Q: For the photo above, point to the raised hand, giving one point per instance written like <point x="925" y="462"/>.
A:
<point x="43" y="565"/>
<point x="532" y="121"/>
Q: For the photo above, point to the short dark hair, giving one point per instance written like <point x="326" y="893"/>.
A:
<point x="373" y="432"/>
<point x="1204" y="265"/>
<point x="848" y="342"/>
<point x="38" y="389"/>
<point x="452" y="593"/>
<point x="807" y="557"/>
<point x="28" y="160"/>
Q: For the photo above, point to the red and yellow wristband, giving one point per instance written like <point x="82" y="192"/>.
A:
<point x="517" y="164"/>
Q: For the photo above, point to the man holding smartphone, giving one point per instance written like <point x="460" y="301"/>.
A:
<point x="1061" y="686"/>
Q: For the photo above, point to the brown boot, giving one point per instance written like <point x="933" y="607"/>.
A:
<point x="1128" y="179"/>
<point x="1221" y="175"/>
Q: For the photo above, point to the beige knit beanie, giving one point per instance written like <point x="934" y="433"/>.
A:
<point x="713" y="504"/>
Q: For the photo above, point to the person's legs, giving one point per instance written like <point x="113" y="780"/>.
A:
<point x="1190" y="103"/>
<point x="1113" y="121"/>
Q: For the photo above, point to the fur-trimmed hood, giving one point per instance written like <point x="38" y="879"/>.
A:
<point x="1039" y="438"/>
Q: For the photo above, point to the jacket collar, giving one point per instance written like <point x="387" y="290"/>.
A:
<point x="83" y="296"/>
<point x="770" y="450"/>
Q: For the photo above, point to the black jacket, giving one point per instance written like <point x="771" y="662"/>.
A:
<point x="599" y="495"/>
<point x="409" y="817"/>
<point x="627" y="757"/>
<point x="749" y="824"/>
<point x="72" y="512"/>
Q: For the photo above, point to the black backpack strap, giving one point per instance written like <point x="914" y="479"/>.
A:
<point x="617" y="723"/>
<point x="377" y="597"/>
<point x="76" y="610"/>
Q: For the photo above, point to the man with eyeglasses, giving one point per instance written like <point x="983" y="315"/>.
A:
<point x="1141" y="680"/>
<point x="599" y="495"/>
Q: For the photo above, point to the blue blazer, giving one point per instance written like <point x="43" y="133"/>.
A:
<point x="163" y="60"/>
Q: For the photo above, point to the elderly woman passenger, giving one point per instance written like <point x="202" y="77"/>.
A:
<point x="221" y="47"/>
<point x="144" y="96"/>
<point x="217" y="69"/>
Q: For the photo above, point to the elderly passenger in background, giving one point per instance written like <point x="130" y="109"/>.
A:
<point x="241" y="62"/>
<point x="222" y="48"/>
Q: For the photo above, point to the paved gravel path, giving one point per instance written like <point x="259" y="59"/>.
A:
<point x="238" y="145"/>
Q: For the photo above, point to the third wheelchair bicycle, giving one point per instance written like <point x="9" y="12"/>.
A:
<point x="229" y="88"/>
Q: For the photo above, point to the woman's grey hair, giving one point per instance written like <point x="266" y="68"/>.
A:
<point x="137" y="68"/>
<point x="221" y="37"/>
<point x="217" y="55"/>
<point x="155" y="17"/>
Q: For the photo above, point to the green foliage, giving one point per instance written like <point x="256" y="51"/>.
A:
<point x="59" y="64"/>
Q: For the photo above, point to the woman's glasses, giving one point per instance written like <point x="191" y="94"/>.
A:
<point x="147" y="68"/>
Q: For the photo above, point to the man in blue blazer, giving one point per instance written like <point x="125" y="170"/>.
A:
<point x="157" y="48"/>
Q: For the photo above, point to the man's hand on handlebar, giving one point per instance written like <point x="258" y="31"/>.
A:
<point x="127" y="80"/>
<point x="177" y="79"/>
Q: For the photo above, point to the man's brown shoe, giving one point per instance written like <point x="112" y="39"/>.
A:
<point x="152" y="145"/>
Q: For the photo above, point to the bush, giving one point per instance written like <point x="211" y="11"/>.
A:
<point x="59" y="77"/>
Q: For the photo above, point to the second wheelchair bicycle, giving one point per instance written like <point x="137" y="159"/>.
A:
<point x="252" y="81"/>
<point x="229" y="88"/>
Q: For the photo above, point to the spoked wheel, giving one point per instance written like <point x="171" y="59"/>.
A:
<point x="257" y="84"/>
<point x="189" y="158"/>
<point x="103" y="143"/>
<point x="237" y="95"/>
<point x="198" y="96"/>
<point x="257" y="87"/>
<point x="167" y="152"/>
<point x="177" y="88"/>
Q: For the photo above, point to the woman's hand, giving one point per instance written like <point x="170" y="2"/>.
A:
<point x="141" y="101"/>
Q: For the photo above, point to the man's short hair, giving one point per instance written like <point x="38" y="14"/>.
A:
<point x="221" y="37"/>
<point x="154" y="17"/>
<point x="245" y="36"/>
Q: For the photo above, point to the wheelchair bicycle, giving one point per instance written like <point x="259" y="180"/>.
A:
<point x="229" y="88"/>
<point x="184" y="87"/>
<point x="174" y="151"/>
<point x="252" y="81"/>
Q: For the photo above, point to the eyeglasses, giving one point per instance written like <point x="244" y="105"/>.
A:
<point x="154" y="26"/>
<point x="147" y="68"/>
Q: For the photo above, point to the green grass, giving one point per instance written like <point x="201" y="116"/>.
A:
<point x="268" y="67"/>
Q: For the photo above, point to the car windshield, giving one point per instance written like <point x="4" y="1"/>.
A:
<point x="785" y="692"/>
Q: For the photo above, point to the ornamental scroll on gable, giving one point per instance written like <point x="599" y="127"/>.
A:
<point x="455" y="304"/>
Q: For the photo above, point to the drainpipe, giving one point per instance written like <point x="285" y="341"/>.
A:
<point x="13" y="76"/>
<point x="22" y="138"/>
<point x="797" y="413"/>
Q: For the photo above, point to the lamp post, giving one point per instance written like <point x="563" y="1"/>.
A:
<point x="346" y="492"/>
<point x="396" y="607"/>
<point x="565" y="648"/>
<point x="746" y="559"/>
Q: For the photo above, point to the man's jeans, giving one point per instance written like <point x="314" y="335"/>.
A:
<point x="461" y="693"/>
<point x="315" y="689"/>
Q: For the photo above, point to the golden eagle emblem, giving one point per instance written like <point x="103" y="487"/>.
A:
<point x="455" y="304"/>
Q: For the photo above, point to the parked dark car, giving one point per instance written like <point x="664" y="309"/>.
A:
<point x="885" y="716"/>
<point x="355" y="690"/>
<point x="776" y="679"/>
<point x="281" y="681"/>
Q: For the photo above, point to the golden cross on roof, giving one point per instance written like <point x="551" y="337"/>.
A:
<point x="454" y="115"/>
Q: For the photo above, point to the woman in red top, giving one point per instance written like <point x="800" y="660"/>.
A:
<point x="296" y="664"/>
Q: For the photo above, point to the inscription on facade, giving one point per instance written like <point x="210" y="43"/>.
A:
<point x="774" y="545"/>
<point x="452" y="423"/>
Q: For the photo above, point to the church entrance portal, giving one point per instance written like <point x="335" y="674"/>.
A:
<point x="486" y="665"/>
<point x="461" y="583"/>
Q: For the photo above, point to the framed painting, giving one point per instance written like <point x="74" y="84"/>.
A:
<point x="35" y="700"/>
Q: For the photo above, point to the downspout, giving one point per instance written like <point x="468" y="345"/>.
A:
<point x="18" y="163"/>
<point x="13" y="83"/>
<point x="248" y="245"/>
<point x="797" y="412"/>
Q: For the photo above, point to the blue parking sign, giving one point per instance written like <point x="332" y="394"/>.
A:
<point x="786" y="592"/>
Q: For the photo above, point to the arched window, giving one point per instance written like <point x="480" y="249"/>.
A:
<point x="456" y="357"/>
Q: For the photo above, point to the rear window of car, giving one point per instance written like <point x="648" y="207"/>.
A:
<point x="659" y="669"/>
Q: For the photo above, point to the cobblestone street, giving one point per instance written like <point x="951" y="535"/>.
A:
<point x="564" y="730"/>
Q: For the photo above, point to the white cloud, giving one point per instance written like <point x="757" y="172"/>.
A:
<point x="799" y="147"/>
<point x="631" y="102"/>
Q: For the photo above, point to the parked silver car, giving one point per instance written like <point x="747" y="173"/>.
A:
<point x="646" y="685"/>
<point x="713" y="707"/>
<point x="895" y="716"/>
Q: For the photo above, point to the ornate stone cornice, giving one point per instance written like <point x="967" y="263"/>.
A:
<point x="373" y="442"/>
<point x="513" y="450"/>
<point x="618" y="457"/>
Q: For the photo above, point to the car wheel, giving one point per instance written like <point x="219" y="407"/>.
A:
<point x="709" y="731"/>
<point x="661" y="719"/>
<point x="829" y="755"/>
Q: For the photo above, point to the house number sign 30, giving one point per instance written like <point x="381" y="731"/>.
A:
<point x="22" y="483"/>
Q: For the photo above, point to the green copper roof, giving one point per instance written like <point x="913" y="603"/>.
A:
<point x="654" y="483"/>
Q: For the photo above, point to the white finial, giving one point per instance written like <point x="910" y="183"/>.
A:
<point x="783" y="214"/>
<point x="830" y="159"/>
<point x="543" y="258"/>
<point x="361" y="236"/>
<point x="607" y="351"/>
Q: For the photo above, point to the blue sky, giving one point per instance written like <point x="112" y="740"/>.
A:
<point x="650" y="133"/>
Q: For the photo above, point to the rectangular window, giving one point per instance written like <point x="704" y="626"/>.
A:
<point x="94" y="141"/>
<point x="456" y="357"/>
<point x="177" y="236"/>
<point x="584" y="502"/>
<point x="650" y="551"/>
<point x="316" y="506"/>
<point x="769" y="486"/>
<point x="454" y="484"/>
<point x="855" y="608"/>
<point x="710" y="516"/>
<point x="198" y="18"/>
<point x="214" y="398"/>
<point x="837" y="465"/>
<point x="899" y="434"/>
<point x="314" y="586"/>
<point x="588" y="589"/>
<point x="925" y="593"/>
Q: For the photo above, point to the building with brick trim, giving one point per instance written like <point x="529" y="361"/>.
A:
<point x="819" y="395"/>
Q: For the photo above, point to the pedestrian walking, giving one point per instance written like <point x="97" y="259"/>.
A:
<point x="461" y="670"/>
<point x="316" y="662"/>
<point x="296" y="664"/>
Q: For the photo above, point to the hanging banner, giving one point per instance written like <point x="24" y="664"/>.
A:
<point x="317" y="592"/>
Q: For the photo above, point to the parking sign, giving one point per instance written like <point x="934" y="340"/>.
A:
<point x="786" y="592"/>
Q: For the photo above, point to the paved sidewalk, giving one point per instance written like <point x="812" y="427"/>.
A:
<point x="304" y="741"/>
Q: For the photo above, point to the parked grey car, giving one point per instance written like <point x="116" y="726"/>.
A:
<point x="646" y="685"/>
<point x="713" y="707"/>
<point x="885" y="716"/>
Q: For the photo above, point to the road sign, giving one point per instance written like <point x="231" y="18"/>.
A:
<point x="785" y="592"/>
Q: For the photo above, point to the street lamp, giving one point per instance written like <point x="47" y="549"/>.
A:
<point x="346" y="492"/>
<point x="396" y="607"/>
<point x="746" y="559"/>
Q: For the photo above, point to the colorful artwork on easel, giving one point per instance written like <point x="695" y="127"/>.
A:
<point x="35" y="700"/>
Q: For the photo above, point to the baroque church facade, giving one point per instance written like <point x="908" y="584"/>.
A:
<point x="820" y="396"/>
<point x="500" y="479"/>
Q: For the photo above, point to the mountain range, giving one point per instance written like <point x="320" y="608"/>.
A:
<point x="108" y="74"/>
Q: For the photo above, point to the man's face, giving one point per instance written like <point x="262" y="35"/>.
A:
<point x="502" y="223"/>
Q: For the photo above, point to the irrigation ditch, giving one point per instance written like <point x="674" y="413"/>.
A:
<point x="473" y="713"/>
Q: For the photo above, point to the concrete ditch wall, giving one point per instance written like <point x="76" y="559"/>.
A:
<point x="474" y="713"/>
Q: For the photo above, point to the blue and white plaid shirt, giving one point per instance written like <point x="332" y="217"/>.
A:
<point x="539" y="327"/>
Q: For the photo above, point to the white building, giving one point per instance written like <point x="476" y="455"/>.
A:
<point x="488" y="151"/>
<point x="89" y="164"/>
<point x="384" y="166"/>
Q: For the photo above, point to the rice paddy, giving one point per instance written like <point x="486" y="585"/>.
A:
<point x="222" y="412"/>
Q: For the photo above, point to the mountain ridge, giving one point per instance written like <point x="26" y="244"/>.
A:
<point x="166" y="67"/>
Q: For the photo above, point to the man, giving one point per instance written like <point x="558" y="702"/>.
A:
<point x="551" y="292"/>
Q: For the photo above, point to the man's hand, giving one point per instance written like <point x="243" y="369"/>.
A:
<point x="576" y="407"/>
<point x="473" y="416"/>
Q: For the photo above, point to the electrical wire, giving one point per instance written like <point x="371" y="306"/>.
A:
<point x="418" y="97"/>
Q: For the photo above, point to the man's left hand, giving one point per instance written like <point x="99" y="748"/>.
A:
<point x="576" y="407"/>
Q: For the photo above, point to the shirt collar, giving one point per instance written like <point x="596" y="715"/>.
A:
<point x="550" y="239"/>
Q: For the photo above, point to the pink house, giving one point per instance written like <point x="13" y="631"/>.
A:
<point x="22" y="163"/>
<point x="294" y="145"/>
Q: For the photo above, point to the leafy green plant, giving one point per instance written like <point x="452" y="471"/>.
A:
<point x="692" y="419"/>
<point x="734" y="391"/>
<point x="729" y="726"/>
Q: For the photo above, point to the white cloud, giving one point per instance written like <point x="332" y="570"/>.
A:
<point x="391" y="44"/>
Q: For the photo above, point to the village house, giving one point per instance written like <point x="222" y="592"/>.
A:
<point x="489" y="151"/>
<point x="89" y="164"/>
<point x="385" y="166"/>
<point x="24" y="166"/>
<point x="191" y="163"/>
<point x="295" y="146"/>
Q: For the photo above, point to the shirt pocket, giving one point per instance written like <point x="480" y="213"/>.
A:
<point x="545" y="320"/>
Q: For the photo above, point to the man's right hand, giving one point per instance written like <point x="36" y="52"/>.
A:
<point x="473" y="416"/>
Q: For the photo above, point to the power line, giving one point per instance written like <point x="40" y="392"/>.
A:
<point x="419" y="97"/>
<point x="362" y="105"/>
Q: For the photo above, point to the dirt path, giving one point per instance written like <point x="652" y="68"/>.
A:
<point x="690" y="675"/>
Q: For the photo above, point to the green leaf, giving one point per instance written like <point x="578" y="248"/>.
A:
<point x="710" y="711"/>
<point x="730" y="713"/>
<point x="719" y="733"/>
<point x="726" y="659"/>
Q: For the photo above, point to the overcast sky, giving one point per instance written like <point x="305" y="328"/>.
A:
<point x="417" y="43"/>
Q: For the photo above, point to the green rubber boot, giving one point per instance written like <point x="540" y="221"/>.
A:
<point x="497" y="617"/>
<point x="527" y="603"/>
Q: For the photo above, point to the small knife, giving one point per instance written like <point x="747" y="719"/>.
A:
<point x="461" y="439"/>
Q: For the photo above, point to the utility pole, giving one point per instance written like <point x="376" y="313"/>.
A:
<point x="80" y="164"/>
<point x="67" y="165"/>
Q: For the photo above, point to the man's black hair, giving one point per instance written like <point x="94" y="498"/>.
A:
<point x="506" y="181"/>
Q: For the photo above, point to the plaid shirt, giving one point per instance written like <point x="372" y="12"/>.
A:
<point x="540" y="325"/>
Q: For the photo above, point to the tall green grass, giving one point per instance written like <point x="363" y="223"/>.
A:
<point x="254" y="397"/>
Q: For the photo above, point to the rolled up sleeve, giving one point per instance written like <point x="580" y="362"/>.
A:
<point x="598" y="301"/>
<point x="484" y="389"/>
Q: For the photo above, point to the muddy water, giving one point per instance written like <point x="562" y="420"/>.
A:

> YOUR GOAL: Reproduce every line from the entries that holds the word "path".

> PROBLEM SOLUTION:
Q: For the photo above, point to the paved gravel path, giving one point per instance written like <point x="259" y="59"/>.
Q: For the photo above, point to the dirt path, giving one point per instance written like <point x="652" y="68"/>.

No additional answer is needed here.